> [THE PROBLEM] According to the forum thread on gray lens cloths, how much cheaper is the Spudz cloth at B & H than at Adorama?

> [READING TEXT]
※

# Photo grey lens cloth?



## Glass Scratcher (May 15, 2008)

Ok so I have tried to check the archives for a message I thought was only a week or 2 old, and have not found it.  Someone posted using or having some towels or lens cloths that could be used for a 18% grey photo card, to help color balance ones camera.  Does anyone remember or could the poster say where they got theirs or what brand it was.

Thanks.


----------



## its_virgil (May 15, 2008)

Try the photography article on the home page.
Do a good turn daily!
Don


> _Originally posted by Glass Scratcher_
> 
> Ok so I have tried to check the archives for a message I thought was only a week or 2 old, and have not found it.  Someone posted using or having some towels or lens cloths that could be used for a 18% grey photo card, to help color balance ones camera.  Does anyone remember or could the poster say where they got theirs or what brand it was.
> 
> Thanks.


----------



## gketell (May 15, 2008)

http://www.bhphotovideo.com/c/product/220482-REG/Microstar_81012_Micro_Fiber_18_Gray_Lens.html

http://www.adorama.com/CPMFCGXL.html

http://www.bhphotovideo.com/c/produ...rand_OPCCBHGRIP_Micro_Fiber_18_Gray_Lens.html

http://www.cleanstar.net/microfiber-cloths.htm

Thank you Google: "18% grey OR gray microfiber cloth"


----------



## gerryr (May 16, 2008)

I'll add one more.  This is the Spudz 12 x 12 18% gray microfiber cloth from B & H, about $5.00 cheaper than Adorama.  This is what I use and they're great.
http://www.bhphotovideo.com/c/product/387585-REG/Spudz_PHOTO25_Micro_Fiber_Cleaning_Cloth.html


----------

※

> [ROWS]
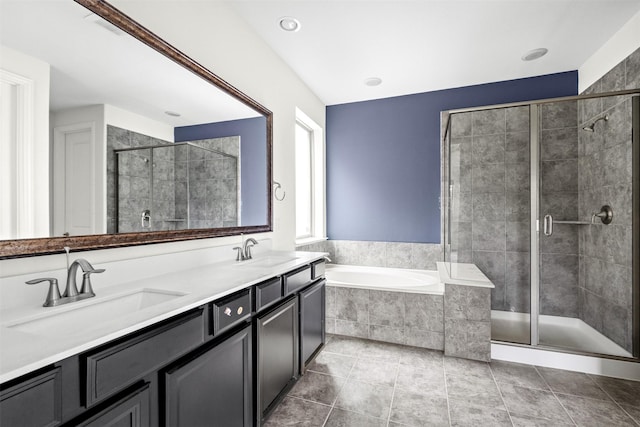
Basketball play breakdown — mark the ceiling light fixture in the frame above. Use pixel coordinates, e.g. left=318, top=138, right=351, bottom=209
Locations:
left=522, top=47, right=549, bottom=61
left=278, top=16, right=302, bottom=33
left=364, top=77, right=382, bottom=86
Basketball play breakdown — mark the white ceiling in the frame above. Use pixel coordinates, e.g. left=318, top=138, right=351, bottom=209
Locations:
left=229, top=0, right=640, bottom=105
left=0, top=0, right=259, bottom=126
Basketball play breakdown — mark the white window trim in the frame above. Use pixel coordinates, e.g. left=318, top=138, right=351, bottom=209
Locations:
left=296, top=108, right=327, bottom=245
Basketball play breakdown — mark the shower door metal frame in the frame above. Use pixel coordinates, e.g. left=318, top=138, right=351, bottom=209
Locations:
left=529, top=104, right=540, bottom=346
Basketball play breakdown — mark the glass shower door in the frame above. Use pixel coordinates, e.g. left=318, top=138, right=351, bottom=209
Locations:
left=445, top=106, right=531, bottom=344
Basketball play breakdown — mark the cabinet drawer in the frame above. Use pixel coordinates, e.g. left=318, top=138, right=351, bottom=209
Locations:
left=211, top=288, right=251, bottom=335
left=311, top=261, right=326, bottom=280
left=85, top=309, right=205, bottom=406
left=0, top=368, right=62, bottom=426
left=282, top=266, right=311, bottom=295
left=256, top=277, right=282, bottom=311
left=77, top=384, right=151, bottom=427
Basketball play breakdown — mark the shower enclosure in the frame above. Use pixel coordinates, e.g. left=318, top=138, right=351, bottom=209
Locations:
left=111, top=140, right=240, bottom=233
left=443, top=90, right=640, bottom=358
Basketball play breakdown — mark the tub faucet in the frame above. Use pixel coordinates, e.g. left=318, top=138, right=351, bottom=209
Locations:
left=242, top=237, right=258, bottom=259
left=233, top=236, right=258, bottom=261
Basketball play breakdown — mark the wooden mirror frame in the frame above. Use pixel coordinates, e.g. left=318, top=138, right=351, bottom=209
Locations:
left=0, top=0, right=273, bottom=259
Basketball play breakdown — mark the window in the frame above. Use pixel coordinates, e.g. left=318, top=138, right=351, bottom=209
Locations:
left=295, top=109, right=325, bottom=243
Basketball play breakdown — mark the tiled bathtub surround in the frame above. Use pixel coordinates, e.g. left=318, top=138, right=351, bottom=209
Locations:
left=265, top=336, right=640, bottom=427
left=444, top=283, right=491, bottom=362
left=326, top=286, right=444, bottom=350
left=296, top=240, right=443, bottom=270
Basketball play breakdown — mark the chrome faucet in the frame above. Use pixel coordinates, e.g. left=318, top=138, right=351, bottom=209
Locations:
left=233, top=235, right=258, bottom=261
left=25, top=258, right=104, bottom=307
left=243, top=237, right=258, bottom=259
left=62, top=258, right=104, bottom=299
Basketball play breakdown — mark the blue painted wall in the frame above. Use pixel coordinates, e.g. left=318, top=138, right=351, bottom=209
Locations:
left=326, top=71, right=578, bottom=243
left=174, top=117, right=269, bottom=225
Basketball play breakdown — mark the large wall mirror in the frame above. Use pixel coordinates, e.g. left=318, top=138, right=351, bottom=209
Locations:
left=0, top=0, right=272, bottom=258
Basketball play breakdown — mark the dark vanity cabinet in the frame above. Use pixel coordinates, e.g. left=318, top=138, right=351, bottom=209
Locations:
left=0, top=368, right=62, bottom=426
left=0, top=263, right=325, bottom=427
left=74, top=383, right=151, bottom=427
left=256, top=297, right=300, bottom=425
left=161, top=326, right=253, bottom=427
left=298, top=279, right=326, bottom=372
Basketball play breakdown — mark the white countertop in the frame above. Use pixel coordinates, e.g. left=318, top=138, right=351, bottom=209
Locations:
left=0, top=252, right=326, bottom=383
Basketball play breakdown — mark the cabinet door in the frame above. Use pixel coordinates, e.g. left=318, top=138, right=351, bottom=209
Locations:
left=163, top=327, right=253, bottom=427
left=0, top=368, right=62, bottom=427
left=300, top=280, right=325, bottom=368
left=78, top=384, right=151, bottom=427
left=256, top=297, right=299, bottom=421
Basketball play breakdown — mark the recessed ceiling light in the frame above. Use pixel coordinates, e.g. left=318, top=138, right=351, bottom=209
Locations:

※

> [WRITTEN ANSWER] About $5.00 cheaper.